*** Page excerpt Section Begins ***
Bedbugs took an unwelcome bite out of plans for Burleson fifth-graders to have overnight field trips at Camp Carter this spring.
Burleson Superintendent Richard Crummel said the trips have been postponed pending the outcome of testing and treatment for bedbugs. The YMCA of Metropolitan Fort Worth, which operates Camp Carter, notified the district last week that bedbugs were found in one cabin.
"We were concerned about the health and safety of our students," Crummel said. "The school principals will make the final decision on whether the trips will take place."
The overnight trips were optional for students, who were to take part in the camp's outdoor learning program, he said.
Hope Caldwell, director of marketing for the YMCA, said the camp tested for bedbugs but found none until an entomologist with a specially trained dog was brought in.
The dog found the bedbugs in a set of bunk beds, and that cabin has been quarantined, she said.
Caldwell said the YMCA is contracting with a Fort Worth company called Rid All Pest Control to clean and re-treat the cabin. The dog will also be brought back to check it, she said.
The company will also check the entire camp to make sure the bugs haven't spread.
The first appearance
Caldwell said the bedbugs surfaced in early March, when a mother from Burleson noticed some bites after a night at the camp with her daughter. But she did not report the bedbugs to the YMCA until March 21, which was when the testing started, Caldwell said.
Caldwell said she isn't aware of other districts postponing or canceling field trips.
*** Page excerpt Section Ends ***
*** Given information Section Begins ***
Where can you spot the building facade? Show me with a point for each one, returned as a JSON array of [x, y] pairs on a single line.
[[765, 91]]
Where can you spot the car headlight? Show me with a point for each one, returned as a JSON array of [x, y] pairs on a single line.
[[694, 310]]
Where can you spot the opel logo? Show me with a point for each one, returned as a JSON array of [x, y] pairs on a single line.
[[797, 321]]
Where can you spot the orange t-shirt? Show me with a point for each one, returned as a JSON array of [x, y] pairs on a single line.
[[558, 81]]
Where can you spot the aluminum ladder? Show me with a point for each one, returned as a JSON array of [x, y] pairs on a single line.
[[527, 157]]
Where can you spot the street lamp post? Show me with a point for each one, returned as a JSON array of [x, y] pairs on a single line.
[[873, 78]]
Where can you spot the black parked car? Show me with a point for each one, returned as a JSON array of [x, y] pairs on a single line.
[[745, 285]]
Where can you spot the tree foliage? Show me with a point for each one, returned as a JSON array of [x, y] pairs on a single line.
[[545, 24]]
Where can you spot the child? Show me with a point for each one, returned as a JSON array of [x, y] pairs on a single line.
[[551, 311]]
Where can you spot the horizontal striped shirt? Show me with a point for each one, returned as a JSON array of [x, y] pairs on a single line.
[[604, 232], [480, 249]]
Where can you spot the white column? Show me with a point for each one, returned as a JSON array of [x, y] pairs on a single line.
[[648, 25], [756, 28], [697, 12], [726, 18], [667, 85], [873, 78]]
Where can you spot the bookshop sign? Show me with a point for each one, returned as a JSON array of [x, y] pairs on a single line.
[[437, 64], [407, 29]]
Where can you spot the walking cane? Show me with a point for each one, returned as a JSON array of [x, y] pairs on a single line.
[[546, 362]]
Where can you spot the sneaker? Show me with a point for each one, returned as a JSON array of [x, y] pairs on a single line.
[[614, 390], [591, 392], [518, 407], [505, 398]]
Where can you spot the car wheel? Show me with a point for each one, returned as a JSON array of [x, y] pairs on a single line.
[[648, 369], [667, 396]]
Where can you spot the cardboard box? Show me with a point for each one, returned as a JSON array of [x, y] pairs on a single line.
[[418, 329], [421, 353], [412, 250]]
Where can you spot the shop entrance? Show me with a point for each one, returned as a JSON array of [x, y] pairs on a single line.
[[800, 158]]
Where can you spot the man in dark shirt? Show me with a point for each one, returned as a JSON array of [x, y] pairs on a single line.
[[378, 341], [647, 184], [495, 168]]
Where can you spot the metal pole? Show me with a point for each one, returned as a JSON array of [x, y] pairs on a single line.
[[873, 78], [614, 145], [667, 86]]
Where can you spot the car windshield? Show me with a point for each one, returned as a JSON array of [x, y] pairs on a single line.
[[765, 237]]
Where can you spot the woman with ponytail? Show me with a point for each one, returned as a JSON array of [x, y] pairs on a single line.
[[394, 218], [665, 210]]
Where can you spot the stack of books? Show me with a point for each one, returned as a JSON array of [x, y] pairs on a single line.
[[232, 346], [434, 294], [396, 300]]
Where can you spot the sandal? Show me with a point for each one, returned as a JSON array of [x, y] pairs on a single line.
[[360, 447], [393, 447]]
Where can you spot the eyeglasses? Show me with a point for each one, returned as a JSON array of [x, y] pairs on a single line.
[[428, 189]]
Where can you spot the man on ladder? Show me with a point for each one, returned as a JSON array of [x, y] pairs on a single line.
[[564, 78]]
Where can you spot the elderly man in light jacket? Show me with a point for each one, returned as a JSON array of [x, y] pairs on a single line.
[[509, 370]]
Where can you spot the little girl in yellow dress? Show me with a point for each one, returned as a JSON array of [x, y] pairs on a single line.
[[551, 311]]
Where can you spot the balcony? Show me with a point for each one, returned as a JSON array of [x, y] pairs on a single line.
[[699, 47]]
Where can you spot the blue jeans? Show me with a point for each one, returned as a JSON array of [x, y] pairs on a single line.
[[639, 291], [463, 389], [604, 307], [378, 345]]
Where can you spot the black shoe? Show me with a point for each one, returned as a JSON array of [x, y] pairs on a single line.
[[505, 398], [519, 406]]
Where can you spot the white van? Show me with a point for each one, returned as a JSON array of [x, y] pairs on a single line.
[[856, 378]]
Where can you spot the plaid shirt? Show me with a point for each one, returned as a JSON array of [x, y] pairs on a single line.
*** Given information Section Ends ***
Write out the entire news report on bedbugs at Camp Carter word for word. The entries are separate material with no connection to the news report on bedbugs at Camp Carter.

Bedbugs took an unwelcome bite out of plans for Burleson fifth-graders to have overnight field trips at Camp Carter this spring.
Burleson Superintendent Richard Crummel said the trips have been postponed pending the outcome of testing and treatment for bedbugs. The YMCA of Metropolitan Fort Worth, which operates Camp Carter, notified the district last week that bedbugs were found in one cabin.
"We were concerned about the health and safety of our students," Crummel said. "The school principals will make the final decision on whether the trips will take place."
The overnight trips were optional for students, who were to take part in the camp's outdoor learning program, he said.
Hope Caldwell, director of marketing for the YMCA, said the camp tested for bedbugs but found none until an entomologist with a specially trained dog was brought in.
The dog found the bedbugs in a set of bunk beds, and that cabin has been quarantined, she said.
Caldwell said the YMCA is contracting with a Fort Worth company called Rid All Pest Control to clean and re-treat the cabin. The dog will also be brought back to check it, she said.
The company will also check the entire camp to make sure the bugs haven't spread.
The first appearance
Caldwell said the bedbugs surfaced in early March, when a mother from Burleson noticed some bites after a night at the camp with her daughter. But she did not report the bedbugs to the YMCA until March 21, which was when the testing started, Caldwell said.
Caldwell said she isn't aware of other districts postponing or canceling field trips.